Reproduce every item below word for word, leaving the pictures out.
----------------
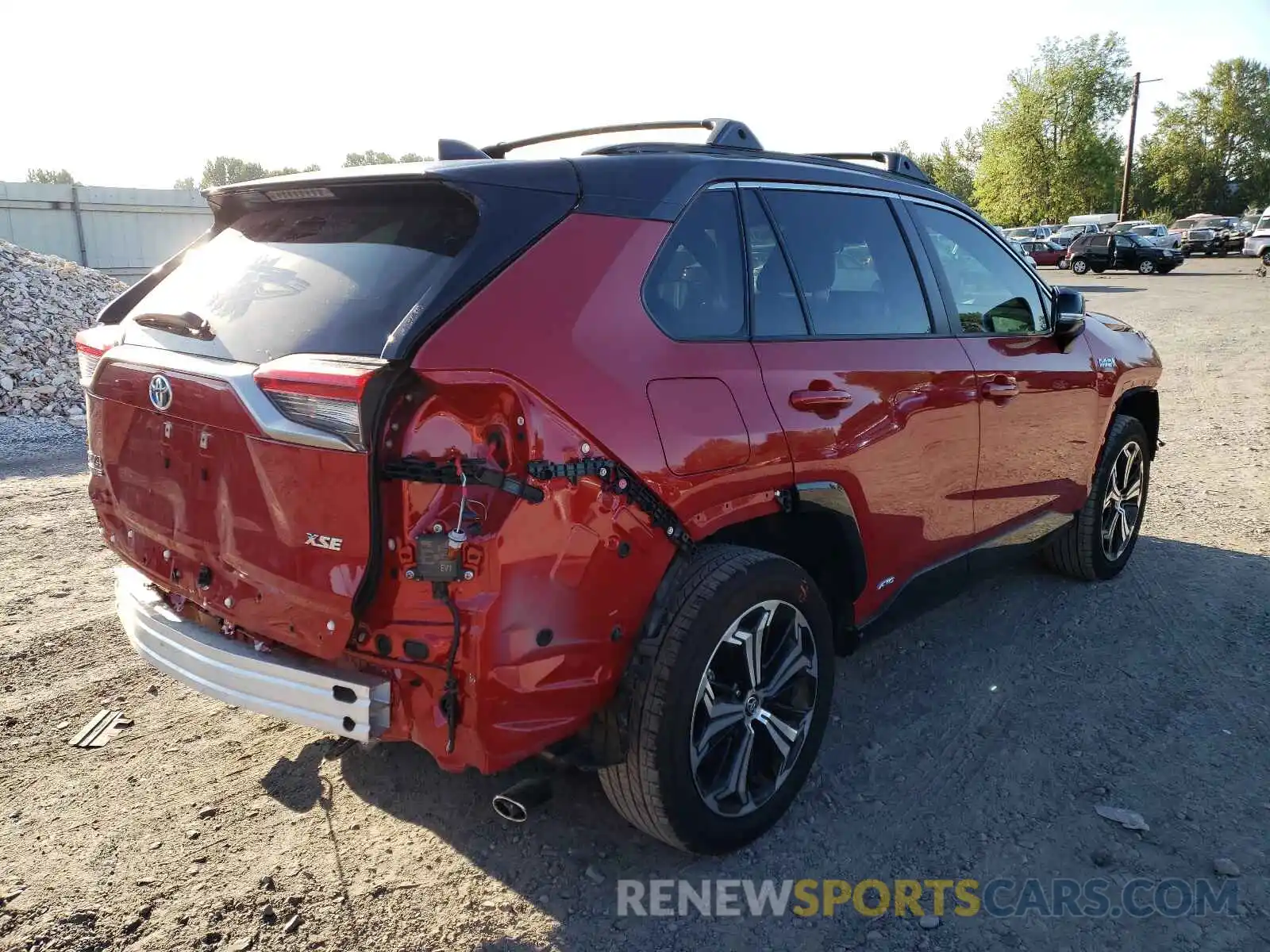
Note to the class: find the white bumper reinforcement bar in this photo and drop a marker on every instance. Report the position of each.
(334, 700)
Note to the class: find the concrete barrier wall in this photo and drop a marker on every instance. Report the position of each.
(121, 232)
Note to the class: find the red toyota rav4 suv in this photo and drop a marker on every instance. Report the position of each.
(602, 457)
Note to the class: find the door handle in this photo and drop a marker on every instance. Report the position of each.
(1001, 389)
(819, 400)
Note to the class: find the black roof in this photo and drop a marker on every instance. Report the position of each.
(639, 179)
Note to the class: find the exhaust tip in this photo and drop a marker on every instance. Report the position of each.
(510, 810)
(514, 803)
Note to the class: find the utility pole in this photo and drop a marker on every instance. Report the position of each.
(1128, 156)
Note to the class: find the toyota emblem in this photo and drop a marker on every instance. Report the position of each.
(160, 393)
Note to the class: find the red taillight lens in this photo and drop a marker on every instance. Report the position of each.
(89, 347)
(321, 391)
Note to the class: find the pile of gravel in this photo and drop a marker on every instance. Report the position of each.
(44, 301)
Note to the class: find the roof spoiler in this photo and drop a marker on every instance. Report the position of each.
(895, 163)
(723, 132)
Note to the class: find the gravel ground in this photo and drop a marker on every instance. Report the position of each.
(972, 743)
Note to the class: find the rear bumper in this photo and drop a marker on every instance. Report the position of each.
(333, 700)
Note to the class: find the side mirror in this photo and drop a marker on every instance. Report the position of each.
(1068, 315)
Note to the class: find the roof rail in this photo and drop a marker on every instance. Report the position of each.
(895, 163)
(723, 132)
(457, 149)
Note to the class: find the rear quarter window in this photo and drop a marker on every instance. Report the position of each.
(696, 287)
(332, 276)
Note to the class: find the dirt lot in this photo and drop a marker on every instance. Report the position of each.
(975, 742)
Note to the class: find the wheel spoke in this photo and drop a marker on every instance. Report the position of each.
(783, 734)
(794, 662)
(736, 782)
(723, 716)
(753, 645)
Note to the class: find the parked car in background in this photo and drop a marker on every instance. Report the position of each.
(1195, 235)
(1128, 251)
(1045, 251)
(1257, 243)
(1018, 248)
(1157, 235)
(1033, 232)
(1068, 234)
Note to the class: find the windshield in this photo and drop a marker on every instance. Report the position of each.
(329, 276)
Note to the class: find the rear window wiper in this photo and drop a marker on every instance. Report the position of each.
(188, 324)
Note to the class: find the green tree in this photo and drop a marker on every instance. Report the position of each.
(225, 171)
(1051, 149)
(368, 158)
(1210, 152)
(51, 177)
(952, 168)
(371, 158)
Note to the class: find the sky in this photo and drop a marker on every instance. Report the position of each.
(139, 94)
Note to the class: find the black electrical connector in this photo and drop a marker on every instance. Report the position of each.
(448, 474)
(622, 482)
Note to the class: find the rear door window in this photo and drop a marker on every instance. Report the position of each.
(332, 274)
(696, 289)
(992, 290)
(851, 263)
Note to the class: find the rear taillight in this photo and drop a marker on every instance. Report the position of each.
(89, 347)
(324, 393)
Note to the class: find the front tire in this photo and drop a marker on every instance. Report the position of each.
(730, 714)
(1098, 543)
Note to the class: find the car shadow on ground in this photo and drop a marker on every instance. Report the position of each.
(922, 771)
(36, 466)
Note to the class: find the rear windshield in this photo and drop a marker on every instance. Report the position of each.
(332, 276)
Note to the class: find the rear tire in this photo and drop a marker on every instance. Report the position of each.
(698, 717)
(1098, 543)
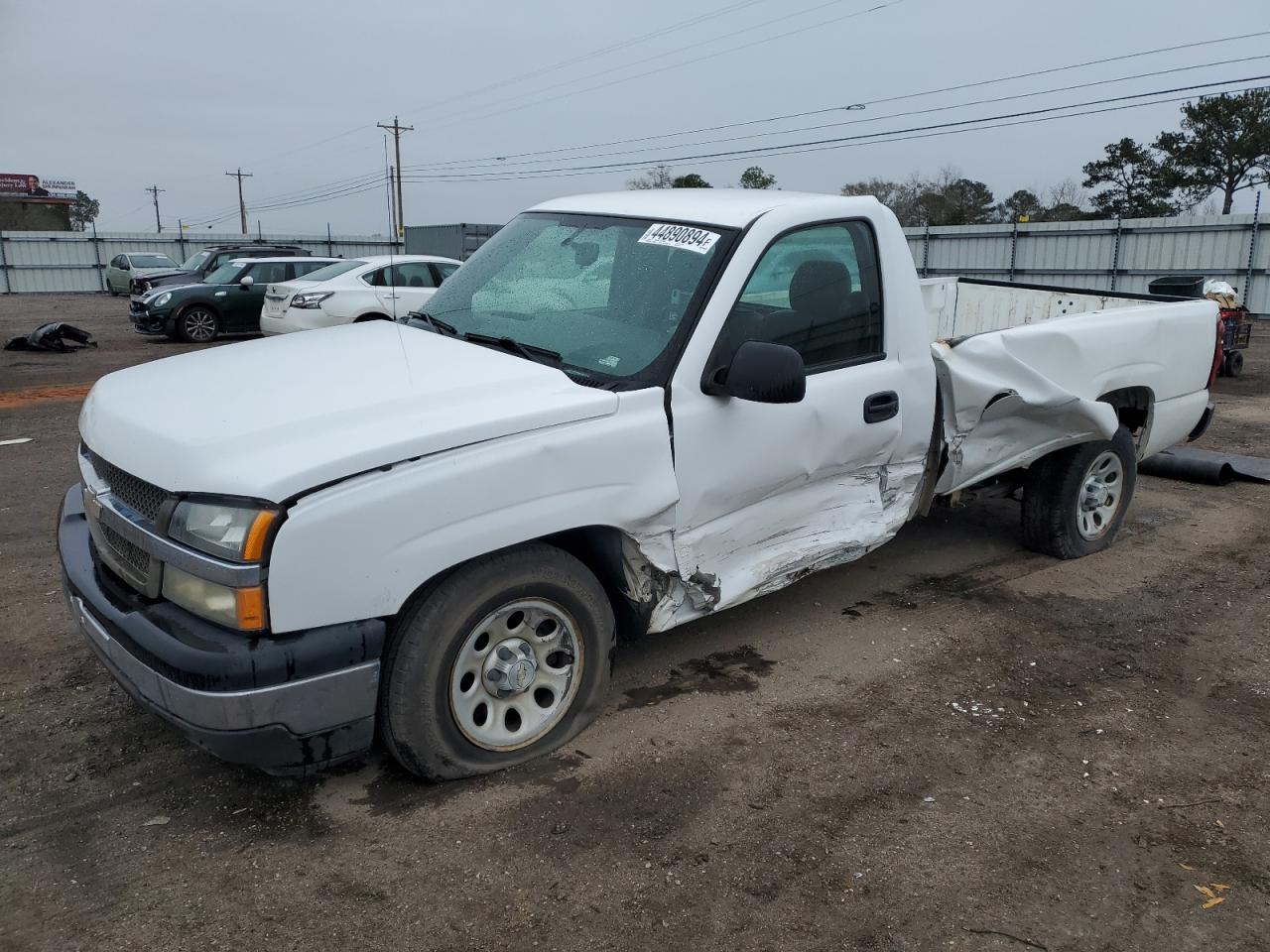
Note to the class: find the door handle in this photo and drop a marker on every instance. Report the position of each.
(881, 407)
----------------
> [Full output]:
Note to the class: find the white bumper reinforcement bar in this photo and drop a marker on every instance. Report the position of each.
(334, 700)
Note to the class: find the concrete barrier wall in this photo and drop a marker on every instance. Report the position of each.
(121, 232)
Note to the class: find the red toyota rav4 suv in this photo and drop a marker on every instance. Report the position of each.
(602, 457)
Note to the class: find the door handle in this photo and drop a marker on every instance. Report the position of each.
(1001, 389)
(819, 400)
Note to the class: find the black roof in this photo and drop a marker on every instance. Report the position of each.
(639, 179)
Note to the class: find the exhaust tip in this photo and drop a marker on every instance. Report the position of each.
(510, 810)
(514, 803)
Note to the class: find the utility pole in this photo and drop a marker on every instance. Report the position of each.
(1128, 156)
Note to the class: find the toyota emblem in this photo and drop a marker on every instance. Report the position of each.
(160, 393)
Note to the class: find the red taillight lens in this photo and drop a marker on every instance. Report the position of each.
(89, 347)
(321, 391)
Note to the class: find the pile of gravel in this photo and drop a marker on every instance. Report the position of each.
(44, 301)
Note to the class: find the roof spoiler in this photo and drop a marker on every instance. Report the position of each.
(895, 163)
(723, 132)
Note to the class: find the gravel ground in this photo and drop a marker on every instance. Report the position of each.
(972, 743)
Note to the class: find the rear bumper in this photo and drop a marker on every instance. Report the position of each.
(333, 700)
Note to the class: find the side mirror in this photo and drop a marker on every instance. Report the position of each.
(1068, 315)
Note to the class: find the roof rail in this photo and drop a marker on every instance. Report the position of each.
(895, 163)
(723, 132)
(457, 149)
Note to the class: find the rear quarter window in this photo and drop a marker on every instance. Report the position of each.
(696, 287)
(332, 276)
Note to the class: find the dirt lot in this photo and drop a marker on every instance. Report the position of each.
(975, 742)
Note to the class: find the wheel spoke in this photo and drop a marker on every instance. Report the position of each.
(783, 734)
(794, 662)
(736, 782)
(723, 716)
(753, 645)
Note to the class: find the parked car in background in this photo and drop a marker on every instance. Report the position of each.
(1195, 235)
(1128, 251)
(1045, 251)
(1257, 243)
(1018, 248)
(1157, 235)
(1033, 232)
(1068, 234)
Note to the class: find the windshield in this photo and drop a marker on every instance. Report the position of each.
(329, 276)
Note to the class: find the rear window wiper in this photo and drop a marker on every instance. Report the position of each.
(188, 324)
Note to the class: find the green tree in this photo and drop a marker on every instance. Report the position of each.
(225, 171)
(1051, 149)
(368, 158)
(1210, 152)
(51, 177)
(952, 168)
(371, 158)
Note to the class: find the sky in this photo and drop a marker on every instance. Report the position of each.
(139, 94)
Note to the class: find the black electrical connector in this photo and drop a marker on every instance. Report the position of each.
(448, 474)
(622, 482)
Note to the class: find the rear door window in this photo and drop a marker on every instance. Report the position of each.
(332, 274)
(696, 289)
(992, 290)
(851, 263)
Note to the class: find the rear taillight in this photo and drop a marker on every instance. Report the position of each.
(89, 347)
(324, 393)
Note to the class: find the front tire in this photo and drop a marker on every instance. Report the position of each.
(730, 714)
(1098, 543)
Note to the class: find the car shadow on ground in this photo and drop a marker on every instance. Report the position of each.
(922, 771)
(36, 466)
Note to the class: find the rear windshield in this photo and drop a marker on every instance. Report the position of each.
(332, 276)
Note to the class: find the rear tire in this photo and drop a marker on every instance. Report the position of each.
(698, 717)
(1098, 543)
Note to the class: find the door handle in this photo and drop a marker on every instance. Report the position of each.
(881, 407)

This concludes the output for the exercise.